Work to be completed — Transcribe the records underneath word for word, and leave no line out.

Entries shown —
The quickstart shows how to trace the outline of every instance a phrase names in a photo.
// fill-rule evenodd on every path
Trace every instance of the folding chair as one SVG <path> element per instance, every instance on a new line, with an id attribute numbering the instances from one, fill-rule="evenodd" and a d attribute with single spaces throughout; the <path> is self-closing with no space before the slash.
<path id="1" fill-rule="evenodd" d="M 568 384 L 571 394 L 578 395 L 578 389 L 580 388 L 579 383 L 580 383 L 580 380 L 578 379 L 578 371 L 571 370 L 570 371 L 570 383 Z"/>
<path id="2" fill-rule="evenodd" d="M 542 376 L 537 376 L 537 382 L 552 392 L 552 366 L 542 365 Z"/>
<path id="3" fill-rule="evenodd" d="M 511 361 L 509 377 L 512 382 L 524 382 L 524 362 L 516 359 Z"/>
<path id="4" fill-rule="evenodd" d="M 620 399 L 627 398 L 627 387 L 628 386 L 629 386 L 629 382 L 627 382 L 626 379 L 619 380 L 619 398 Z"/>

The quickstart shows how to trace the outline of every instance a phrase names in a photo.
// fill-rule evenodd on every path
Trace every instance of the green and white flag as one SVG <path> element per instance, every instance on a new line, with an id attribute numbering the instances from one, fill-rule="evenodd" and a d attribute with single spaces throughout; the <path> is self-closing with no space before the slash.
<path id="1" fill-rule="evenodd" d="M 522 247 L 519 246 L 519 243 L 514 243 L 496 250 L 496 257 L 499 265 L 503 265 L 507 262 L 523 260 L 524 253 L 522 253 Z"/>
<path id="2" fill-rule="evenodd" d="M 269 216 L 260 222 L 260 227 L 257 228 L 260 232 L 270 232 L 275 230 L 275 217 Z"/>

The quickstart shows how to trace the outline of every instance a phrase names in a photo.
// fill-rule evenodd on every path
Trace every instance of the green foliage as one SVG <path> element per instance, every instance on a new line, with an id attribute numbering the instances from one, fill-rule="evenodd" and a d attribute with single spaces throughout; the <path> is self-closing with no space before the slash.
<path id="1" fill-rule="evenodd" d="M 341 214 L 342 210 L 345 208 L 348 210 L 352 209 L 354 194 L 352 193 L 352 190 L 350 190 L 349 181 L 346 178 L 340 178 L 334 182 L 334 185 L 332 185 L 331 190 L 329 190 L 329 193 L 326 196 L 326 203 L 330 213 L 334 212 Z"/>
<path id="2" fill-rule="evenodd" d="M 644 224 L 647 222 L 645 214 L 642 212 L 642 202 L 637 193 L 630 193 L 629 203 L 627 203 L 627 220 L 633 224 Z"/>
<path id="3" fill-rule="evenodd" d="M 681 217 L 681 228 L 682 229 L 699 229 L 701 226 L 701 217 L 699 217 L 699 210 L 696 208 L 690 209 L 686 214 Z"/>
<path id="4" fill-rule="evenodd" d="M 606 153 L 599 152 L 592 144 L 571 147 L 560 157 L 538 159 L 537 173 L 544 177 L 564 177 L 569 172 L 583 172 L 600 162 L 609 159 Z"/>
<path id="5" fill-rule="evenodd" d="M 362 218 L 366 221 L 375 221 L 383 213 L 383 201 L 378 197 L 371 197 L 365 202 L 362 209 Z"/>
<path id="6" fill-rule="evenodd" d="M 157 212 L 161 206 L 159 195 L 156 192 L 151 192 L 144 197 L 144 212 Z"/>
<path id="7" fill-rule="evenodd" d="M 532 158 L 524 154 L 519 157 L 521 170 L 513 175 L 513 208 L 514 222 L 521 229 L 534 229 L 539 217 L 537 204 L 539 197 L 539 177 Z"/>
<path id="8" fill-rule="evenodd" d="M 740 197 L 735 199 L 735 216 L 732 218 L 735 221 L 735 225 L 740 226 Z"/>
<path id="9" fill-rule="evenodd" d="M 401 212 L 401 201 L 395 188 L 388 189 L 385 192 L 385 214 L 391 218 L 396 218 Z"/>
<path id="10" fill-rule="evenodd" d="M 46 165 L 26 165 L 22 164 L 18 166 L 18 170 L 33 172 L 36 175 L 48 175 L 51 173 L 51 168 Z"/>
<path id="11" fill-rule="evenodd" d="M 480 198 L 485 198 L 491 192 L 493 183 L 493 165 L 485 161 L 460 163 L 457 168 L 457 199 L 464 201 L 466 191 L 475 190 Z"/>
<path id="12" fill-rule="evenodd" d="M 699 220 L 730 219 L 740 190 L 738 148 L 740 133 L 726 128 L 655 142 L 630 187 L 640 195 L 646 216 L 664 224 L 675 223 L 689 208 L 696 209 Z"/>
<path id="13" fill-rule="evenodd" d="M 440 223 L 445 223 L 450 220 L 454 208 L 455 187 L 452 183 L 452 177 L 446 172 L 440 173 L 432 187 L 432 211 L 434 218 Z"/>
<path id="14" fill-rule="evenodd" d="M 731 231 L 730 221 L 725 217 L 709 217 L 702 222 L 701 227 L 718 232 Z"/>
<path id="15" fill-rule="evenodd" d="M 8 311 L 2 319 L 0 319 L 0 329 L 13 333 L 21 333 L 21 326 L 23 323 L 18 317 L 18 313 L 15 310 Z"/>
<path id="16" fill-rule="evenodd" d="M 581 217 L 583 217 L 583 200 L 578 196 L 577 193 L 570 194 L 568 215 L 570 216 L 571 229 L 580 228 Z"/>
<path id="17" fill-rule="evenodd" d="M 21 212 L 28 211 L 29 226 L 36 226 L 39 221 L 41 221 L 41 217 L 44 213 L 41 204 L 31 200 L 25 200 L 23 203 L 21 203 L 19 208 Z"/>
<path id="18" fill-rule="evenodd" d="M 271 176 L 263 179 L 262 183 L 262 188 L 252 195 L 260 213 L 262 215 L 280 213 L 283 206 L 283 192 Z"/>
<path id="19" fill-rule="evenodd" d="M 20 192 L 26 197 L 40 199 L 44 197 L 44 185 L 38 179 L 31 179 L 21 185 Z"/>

Exercise result —
The quickstart shows how to trace the outline of every instance a phrase names in a photo.
// fill-rule evenodd on every path
Trace every instance of the folding chair as one SVG <path> element per instance, every instance on a new line, with an id attribute numbering the instances from one, fill-rule="evenodd" and a d attribute with single spaces throughout; the <path> is self-closing with no space before the slash.
<path id="1" fill-rule="evenodd" d="M 568 384 L 571 394 L 578 395 L 578 389 L 580 388 L 579 383 L 580 383 L 580 380 L 578 379 L 578 371 L 571 370 L 570 371 L 570 383 Z"/>
<path id="2" fill-rule="evenodd" d="M 542 376 L 537 376 L 537 382 L 552 392 L 552 366 L 542 365 Z"/>
<path id="3" fill-rule="evenodd" d="M 511 361 L 509 377 L 512 382 L 524 382 L 524 362 L 516 359 Z"/>
<path id="4" fill-rule="evenodd" d="M 620 399 L 627 398 L 627 387 L 628 386 L 629 386 L 629 382 L 627 382 L 626 379 L 619 380 L 619 398 Z"/>

The quickstart shows how to trace the outline of every instance a phrase names in a photo.
// fill-rule evenodd on every path
Trace every instance of the green and white flag as one SVG <path> element per instance, every instance on a new line, with an id attribute numbering the instances from one, fill-rule="evenodd" and a d attribute with single spaces throughout; the <path> is self-closing with no space before the slash.
<path id="1" fill-rule="evenodd" d="M 522 247 L 519 246 L 519 243 L 514 243 L 496 250 L 496 257 L 499 265 L 503 265 L 507 262 L 523 260 L 524 253 L 522 253 Z"/>
<path id="2" fill-rule="evenodd" d="M 269 216 L 260 222 L 260 227 L 257 228 L 260 232 L 270 232 L 275 230 L 275 217 Z"/>

The quickstart shows how to trace the outline of every instance a phrase names in a photo.
// fill-rule evenodd on every path
Trace every instance of the green foliage as one SVG <path> element per instance, every instance on a new line, with an id attribute numbering the instances from one, fill-rule="evenodd" and a d attribute with single spaces throughout; the <path> is self-closing with no space before the slash.
<path id="1" fill-rule="evenodd" d="M 341 214 L 342 210 L 345 208 L 348 210 L 352 209 L 354 194 L 352 193 L 352 190 L 350 190 L 349 181 L 346 178 L 340 178 L 334 182 L 334 185 L 332 185 L 331 190 L 329 190 L 329 193 L 326 196 L 326 203 L 330 213 L 334 212 Z"/>
<path id="2" fill-rule="evenodd" d="M 644 224 L 647 222 L 645 214 L 642 212 L 642 202 L 637 193 L 630 193 L 629 203 L 627 203 L 627 220 L 633 224 Z"/>
<path id="3" fill-rule="evenodd" d="M 681 217 L 681 228 L 682 229 L 699 229 L 701 226 L 701 217 L 699 217 L 699 210 L 696 208 L 690 209 L 686 214 Z"/>
<path id="4" fill-rule="evenodd" d="M 606 153 L 599 152 L 592 144 L 571 147 L 560 157 L 538 159 L 537 173 L 544 177 L 564 177 L 569 172 L 583 172 L 600 162 L 609 159 Z"/>
<path id="5" fill-rule="evenodd" d="M 362 218 L 366 221 L 375 221 L 383 213 L 383 201 L 378 197 L 371 197 L 365 202 L 362 209 Z"/>
<path id="6" fill-rule="evenodd" d="M 157 212 L 161 206 L 159 195 L 156 192 L 151 192 L 144 197 L 144 212 Z"/>
<path id="7" fill-rule="evenodd" d="M 532 158 L 524 154 L 519 157 L 521 170 L 513 175 L 513 208 L 514 222 L 521 229 L 534 229 L 539 217 L 537 204 L 539 197 L 539 177 Z"/>
<path id="8" fill-rule="evenodd" d="M 740 197 L 735 199 L 735 216 L 732 218 L 735 221 L 735 225 L 740 226 Z"/>
<path id="9" fill-rule="evenodd" d="M 401 212 L 401 201 L 395 188 L 388 189 L 385 192 L 385 214 L 391 218 L 396 218 Z"/>
<path id="10" fill-rule="evenodd" d="M 46 165 L 26 165 L 22 164 L 18 166 L 18 170 L 33 172 L 36 175 L 48 175 L 51 173 L 51 168 Z"/>
<path id="11" fill-rule="evenodd" d="M 480 198 L 485 198 L 491 192 L 493 183 L 493 165 L 485 161 L 460 163 L 457 168 L 457 199 L 464 201 L 466 191 L 475 190 Z"/>
<path id="12" fill-rule="evenodd" d="M 699 220 L 730 219 L 740 190 L 738 148 L 740 133 L 726 128 L 655 142 L 630 187 L 640 195 L 646 216 L 664 224 L 675 223 L 689 208 L 696 209 Z"/>
<path id="13" fill-rule="evenodd" d="M 440 223 L 445 223 L 450 220 L 454 208 L 455 187 L 452 183 L 452 177 L 446 172 L 440 173 L 432 187 L 432 211 L 434 218 Z"/>
<path id="14" fill-rule="evenodd" d="M 731 231 L 730 221 L 725 217 L 709 217 L 702 222 L 701 227 L 718 232 Z"/>
<path id="15" fill-rule="evenodd" d="M 8 311 L 2 319 L 0 319 L 0 329 L 13 333 L 21 333 L 21 326 L 23 323 L 18 317 L 18 313 L 15 310 Z"/>
<path id="16" fill-rule="evenodd" d="M 581 217 L 583 217 L 583 200 L 578 196 L 577 193 L 570 194 L 568 215 L 570 216 L 571 229 L 580 228 Z"/>
<path id="17" fill-rule="evenodd" d="M 21 212 L 28 211 L 29 226 L 36 226 L 39 221 L 41 221 L 41 217 L 44 213 L 41 204 L 31 200 L 25 200 L 23 203 L 21 203 L 19 208 Z"/>
<path id="18" fill-rule="evenodd" d="M 271 176 L 263 179 L 262 183 L 262 188 L 252 195 L 260 213 L 262 215 L 280 213 L 283 206 L 283 192 Z"/>
<path id="19" fill-rule="evenodd" d="M 20 192 L 26 197 L 40 199 L 44 197 L 44 185 L 38 179 L 31 179 L 21 185 Z"/>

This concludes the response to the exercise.